──────── RECORDS FOR PROCESSING ────────

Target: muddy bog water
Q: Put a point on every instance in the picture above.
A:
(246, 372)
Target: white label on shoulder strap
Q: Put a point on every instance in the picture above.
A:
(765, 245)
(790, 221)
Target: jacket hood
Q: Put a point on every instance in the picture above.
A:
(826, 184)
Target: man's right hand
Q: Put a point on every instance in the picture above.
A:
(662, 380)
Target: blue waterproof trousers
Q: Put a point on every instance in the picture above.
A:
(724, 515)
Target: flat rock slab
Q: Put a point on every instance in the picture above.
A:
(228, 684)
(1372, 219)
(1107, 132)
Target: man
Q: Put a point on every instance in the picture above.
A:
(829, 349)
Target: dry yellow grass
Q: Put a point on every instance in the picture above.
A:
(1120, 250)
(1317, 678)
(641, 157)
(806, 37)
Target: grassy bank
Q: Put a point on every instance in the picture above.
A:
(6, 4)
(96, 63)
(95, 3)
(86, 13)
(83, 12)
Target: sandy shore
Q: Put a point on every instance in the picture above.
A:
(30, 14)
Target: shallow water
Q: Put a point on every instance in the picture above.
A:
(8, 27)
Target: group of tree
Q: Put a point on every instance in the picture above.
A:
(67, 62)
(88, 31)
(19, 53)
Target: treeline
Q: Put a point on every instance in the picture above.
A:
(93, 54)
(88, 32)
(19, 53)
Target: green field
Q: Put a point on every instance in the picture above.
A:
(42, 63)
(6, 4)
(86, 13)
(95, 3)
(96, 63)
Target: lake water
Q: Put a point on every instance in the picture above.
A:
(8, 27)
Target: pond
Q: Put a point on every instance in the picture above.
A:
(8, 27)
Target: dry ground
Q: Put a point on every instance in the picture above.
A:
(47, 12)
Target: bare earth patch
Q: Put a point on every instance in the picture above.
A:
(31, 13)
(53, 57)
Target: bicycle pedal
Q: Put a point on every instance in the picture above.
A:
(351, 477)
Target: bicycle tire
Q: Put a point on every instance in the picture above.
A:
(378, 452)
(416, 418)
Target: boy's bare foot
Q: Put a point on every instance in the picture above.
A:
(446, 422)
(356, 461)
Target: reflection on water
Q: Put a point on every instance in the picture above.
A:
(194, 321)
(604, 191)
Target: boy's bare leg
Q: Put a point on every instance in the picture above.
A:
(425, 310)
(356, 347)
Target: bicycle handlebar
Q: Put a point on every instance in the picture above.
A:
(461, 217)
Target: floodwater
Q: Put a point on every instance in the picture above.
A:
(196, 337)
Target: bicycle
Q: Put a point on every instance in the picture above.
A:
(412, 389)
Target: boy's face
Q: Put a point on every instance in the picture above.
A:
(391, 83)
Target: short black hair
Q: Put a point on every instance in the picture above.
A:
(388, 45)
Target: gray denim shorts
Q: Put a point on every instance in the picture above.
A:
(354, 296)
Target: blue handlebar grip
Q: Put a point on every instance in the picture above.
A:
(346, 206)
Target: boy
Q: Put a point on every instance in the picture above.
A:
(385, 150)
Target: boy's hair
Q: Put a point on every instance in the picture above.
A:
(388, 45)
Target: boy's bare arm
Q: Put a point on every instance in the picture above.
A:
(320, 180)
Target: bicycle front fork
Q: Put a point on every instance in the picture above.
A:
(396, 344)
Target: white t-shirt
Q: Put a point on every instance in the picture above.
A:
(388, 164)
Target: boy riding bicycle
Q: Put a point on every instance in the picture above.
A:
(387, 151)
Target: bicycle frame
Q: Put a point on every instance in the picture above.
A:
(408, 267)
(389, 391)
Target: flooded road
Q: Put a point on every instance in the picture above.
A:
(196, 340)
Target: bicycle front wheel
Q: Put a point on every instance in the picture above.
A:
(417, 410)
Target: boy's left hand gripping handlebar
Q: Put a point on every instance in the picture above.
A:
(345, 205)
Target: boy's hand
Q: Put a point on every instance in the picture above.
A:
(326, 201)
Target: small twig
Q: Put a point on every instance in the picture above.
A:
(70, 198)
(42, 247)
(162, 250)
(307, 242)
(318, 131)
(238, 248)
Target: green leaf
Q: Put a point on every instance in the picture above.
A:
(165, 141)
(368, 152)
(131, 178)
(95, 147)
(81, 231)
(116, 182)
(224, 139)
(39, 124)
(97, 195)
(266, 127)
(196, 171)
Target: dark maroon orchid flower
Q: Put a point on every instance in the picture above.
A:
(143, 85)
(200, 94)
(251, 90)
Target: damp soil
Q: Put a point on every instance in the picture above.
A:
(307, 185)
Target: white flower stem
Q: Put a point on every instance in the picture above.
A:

────────

From the line containing "Target: bicycle front fork" down to the final line of the data, write out every line exactly; both the first and last of these belong in your answer, and nothing else does.

(WRITTEN ANSWER)
Target: bicycle front fork
Q: Put a point on every instance in the picture above.
A:
(396, 344)
Target: white t-shirt
Q: Put a point on every instance in the picture above.
A:
(388, 164)
Target: boy riding bicycle
Q: Put a point on every instance in the picture above.
A:
(387, 151)
Target: bicycle frame
Q: Put a point on every instance in the picture above.
A:
(408, 267)
(389, 391)
Target: flooded road
Q: Put a point on every instance in the picture above.
A:
(196, 340)
Target: bicycle front wheel
Q: Put a point on every instance in the picture above.
A:
(417, 410)
Target: boy's left hand gripping handlebar
Q: Put a point on every instance in the picture above.
A:
(345, 205)
Target: boy's hand
Q: Put a point on every instance in the picture above.
A:
(326, 201)
Target: small twig
Q: Put a point on every instance in the picture above.
A:
(70, 198)
(42, 247)
(162, 250)
(307, 242)
(318, 131)
(238, 248)
Target: green leaf
Q: Put a point on every instance in the picture above.
A:
(165, 141)
(368, 152)
(131, 178)
(95, 147)
(81, 231)
(116, 182)
(224, 139)
(39, 124)
(97, 195)
(266, 127)
(196, 171)
Target: dark maroon orchid flower
Q: Put a point on every instance in the picture above.
A:
(143, 85)
(200, 94)
(251, 90)
Target: damp soil
Q: Put a point on every instance in the picture above.
A:
(307, 185)
Target: white flower stem
Q: Put a point on every instance in the picture above.
A:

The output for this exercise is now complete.